**DOCUMENT SEGMENT**
○ ○ ○ ○

Skim the text quickly and find out…
1. How many people in the world have a memory like Rebecca’s
2. What is Rebecca’s earliest memory?
3. Why is Rebecca not a straight-A student?
4. Why is it hard for her to forgive people for things that
happened in the past?
5. Why is it hard for Rebecca to enjoy some foods?
6. Why is it hard for Rebecca to go to sleep?
Read the text carefully and put these extracts into the correct place in the
text.
1. "I have been taught how to forgive by my therapist,
but I can never forget,"
2. Then there's the issue of food.
3. But Rebecca Sharrock can remember every single day of her
entire life.
4. or H-SAM
5. It takes three months for Rebecca's memory to 'encode' so
to speak
6. The 29-year-old can recall what it was like in her
mother’s womb.
7. She also remembers leaving the hospital after she was
born.
8. She can relive her first ever dream as clearly as the day
she had it.
9. Rebecca also finds it hard to sleep.
10. children are truly smarter than adults give them credit
for.
What’s your
earliest memory?
Maybe you
can distantly remember the bright colours and sense of excitement of your first
children’s concert. Or recall a particular park where you really liked the
swing.
I think my
first memory has something to do with my fairy bed sheets. But I can’t quite
work out if that’s just because I’ve seen photos of it as an adult.
The point
is, you can probably only remember snippets or moments from your early
childhood – if you’re lucky.
A)_____________
She is one
of just 60 people in the world with Highly Superior Autobiographical Memory, B)____________.

○ ○ ○ ○

**DATA EXTRACT**
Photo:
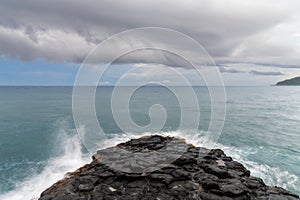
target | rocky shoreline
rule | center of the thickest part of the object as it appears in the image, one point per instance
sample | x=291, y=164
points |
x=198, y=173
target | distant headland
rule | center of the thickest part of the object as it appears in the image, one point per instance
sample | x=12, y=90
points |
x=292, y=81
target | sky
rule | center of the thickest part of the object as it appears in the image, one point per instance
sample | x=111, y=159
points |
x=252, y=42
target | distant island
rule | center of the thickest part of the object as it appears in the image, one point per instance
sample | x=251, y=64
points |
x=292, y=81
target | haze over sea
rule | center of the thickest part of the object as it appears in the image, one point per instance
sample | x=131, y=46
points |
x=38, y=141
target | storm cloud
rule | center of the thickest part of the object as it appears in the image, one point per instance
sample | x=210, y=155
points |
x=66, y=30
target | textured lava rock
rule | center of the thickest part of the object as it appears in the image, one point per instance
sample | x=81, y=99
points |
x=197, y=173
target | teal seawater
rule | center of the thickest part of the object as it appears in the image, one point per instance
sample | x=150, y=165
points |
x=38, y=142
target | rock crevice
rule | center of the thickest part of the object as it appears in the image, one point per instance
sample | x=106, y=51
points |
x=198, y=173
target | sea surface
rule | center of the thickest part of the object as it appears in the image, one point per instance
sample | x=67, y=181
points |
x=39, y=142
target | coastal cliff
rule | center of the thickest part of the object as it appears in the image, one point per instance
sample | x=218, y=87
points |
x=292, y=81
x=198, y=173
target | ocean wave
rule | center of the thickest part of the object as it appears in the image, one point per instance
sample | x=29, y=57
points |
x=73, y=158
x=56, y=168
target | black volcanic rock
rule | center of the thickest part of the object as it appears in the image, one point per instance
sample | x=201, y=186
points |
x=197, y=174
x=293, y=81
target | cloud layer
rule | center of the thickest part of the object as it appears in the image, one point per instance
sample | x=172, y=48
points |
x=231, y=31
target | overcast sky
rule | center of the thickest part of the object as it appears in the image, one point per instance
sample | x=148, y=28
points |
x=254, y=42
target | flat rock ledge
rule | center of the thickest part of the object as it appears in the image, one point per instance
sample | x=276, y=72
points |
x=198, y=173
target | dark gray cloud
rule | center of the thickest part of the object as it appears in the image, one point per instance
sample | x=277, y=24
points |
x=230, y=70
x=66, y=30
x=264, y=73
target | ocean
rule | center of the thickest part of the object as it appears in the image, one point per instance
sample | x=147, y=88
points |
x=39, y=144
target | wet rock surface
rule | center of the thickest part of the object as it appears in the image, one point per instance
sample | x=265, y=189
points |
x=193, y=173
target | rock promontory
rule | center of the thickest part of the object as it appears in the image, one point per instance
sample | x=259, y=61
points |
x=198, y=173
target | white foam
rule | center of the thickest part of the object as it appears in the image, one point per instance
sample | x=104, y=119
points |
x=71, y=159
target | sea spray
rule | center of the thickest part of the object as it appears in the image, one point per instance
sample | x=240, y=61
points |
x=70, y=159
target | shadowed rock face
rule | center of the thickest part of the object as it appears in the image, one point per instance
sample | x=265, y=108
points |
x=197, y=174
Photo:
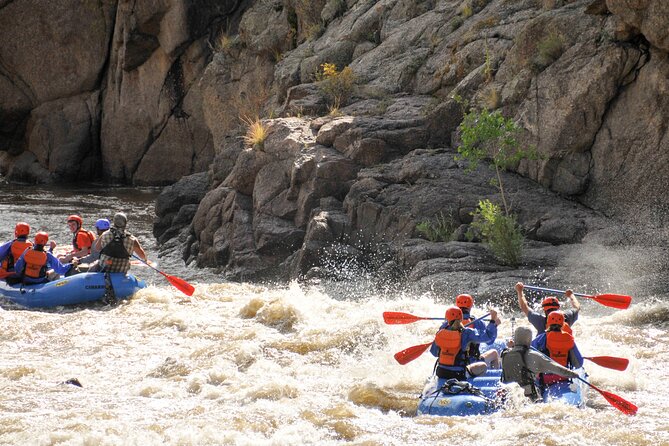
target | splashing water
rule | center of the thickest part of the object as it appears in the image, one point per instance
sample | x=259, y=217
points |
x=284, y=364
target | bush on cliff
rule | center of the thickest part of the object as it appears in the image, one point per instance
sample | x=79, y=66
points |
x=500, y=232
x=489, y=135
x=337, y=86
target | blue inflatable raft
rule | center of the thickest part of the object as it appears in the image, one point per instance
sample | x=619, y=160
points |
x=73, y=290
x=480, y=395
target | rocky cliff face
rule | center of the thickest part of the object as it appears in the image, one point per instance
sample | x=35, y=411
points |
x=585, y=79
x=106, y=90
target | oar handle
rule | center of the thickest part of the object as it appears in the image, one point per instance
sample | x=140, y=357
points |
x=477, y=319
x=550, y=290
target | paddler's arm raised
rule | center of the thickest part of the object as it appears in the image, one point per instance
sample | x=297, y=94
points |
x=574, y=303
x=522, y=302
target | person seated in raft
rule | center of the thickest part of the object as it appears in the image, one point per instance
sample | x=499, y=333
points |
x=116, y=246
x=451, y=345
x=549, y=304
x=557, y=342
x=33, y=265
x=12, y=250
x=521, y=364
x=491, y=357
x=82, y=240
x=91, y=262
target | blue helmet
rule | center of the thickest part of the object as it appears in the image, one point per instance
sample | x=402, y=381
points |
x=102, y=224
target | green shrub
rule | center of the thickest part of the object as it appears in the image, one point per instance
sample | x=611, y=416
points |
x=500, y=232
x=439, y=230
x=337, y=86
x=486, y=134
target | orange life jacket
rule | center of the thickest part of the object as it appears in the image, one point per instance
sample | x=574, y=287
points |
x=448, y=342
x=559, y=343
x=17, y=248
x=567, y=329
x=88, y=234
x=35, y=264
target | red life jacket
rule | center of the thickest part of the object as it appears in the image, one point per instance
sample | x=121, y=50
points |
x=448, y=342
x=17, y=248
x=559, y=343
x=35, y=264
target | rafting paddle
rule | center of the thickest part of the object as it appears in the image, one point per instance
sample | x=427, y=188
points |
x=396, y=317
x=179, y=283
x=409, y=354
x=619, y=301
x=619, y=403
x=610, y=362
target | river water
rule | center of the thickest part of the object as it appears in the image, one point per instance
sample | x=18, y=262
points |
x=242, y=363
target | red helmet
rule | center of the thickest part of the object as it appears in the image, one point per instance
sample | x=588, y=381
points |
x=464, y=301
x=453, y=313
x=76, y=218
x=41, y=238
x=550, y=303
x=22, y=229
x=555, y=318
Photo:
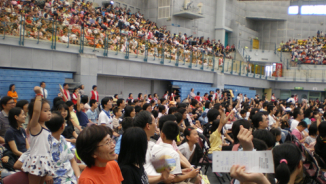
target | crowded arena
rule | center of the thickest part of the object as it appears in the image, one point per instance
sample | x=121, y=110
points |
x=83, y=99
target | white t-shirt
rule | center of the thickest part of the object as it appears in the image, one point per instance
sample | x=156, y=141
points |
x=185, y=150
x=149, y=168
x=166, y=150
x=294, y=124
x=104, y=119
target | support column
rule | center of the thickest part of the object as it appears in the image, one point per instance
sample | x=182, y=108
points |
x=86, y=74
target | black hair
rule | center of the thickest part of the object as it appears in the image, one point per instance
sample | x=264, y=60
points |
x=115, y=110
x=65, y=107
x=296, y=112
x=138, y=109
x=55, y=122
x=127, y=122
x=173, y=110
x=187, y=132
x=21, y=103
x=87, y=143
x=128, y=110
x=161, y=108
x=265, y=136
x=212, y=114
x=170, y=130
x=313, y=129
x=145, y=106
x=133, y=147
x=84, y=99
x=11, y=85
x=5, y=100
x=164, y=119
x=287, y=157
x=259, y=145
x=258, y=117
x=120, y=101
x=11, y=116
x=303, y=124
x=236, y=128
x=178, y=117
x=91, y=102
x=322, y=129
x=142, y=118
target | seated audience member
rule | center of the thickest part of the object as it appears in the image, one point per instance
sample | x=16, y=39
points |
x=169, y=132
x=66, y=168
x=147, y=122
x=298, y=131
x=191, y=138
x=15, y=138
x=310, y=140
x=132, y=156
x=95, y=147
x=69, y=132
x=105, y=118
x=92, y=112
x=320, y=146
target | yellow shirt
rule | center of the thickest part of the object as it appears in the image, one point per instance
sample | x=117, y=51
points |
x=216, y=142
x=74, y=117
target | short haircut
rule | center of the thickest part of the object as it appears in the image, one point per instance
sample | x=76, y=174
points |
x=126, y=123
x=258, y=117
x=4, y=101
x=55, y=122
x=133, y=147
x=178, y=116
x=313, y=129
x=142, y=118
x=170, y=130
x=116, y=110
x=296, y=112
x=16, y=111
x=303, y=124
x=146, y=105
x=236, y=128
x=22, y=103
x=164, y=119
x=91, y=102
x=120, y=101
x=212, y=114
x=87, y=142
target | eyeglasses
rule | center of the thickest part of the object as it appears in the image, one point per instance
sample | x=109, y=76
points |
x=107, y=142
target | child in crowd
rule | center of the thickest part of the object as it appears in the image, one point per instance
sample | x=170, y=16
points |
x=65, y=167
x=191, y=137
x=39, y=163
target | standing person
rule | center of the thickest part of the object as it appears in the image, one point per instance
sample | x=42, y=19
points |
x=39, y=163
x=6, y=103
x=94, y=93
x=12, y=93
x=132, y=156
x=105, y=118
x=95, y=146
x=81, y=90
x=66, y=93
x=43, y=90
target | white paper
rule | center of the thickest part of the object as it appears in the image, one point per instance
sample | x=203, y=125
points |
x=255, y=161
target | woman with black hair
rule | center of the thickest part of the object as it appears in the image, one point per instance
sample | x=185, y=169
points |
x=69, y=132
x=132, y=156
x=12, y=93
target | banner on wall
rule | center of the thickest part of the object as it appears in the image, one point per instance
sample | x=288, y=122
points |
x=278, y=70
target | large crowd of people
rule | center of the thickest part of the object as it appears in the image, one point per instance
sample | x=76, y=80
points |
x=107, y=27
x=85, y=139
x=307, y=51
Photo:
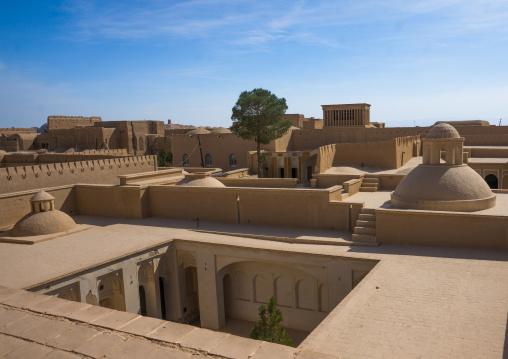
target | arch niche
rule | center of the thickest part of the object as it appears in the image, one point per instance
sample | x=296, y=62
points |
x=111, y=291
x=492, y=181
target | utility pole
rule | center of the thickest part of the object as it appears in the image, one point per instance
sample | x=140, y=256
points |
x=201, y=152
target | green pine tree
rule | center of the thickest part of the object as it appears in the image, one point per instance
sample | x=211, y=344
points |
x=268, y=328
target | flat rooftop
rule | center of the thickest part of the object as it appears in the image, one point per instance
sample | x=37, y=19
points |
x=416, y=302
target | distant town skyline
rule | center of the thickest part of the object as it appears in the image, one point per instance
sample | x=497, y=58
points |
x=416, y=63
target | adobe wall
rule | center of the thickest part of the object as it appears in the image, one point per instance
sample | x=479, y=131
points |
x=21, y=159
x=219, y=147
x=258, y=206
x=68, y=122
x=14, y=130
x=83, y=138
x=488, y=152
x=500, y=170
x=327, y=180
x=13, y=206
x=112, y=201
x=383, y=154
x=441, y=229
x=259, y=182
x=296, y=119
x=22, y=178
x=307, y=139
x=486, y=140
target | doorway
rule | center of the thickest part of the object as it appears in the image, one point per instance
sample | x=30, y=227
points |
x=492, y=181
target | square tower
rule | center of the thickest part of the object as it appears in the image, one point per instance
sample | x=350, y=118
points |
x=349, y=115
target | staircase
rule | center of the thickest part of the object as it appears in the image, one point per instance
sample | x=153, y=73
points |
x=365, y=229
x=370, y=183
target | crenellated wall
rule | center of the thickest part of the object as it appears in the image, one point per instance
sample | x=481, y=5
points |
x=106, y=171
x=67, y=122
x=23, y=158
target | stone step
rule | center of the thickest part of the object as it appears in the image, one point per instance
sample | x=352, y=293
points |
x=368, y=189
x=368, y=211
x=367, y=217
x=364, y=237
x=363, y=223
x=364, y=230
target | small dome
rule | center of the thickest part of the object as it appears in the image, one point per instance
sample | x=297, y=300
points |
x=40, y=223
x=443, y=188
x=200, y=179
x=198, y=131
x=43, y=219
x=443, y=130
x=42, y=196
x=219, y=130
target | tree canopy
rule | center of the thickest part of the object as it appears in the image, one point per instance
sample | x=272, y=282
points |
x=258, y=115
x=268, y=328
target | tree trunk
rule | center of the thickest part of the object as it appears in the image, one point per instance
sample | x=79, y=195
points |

○ ○ ○ ○

**GOAL OF THE EXERCISE**
Carry on the worksheet about Rebecca Sharrock's memory from after its last sentence.

**ANSWER TO THE PROBLEM**
Rebecca is
the only person in the world who can remember life before she was born.
C)_____________
“I can
remember having my head tucked in my legs and being in a dark environment. I
was comfortable and content but I didn’t really think much about my
surroundings or my existence,” she told Mamamia.
D)_____________
"I was
wrapped up all the time and the blanket covered a lot of what was going on
around me. At that age I didn't understand what a hospital or a home was. I
remember the different environments. At that age I was just excessively curious
as to my surroundings, but life was a novelty," she said.
As Rebecca
describes what life is like through a child's eyes but with an adult lens, you
start to get a handle of why young kids act the way they do.
"As a
young child I didn't think in words. I just thought in pure feeling and senses.
It was much quicker to think that way. I've tried retraining myself to think
that quickly now and I can't. I can't not use words when I think now," she
explained.
From
learning how to talk to deciding she "might try walking now" to what
it felt like to be held by her mother as a baby, Rebecca remembers it all.
E)__________.
"It was
a cold night and I was one and a half," she told Mamamia. "I found
myself in a room with ball and shoot machines and funny noises and balls
running down tunnels. I woke up crying and thinking where am I? But not in
words, in feelings."
When Rebecca
was three and had developed the vocabulary, she asked her mother why every
night she was taken away from home. Her mum explained that she was dreaming and
it was "in her mind".
Most of us
would struggle to recall how we felt and what we did every day of our lives
when we were this little.
Rebecca can
recall every single school lesson she's ever had. So you'd assume she was a
straight A student, but that's not how it works.
F)_______________.
So her short-term memory isn't that amazing, it's her long-term memory that's
crystal clear.
If you ask
her what kindergarten was like, it's too hard for her say. There's too many
memories to harness in her mind. But if you ask her what she did on her first
day of kindergarten, she can focus her mind in an instant.
She'll tell
you what she was wearing, thinking and doing from the moment she woke up and
excitedly put on her new school uniform to when she lay down her head on her
pillow that night. Hell, she can even tell you exactly what her bedroom looked
like at that point in time and what the weather was like outside.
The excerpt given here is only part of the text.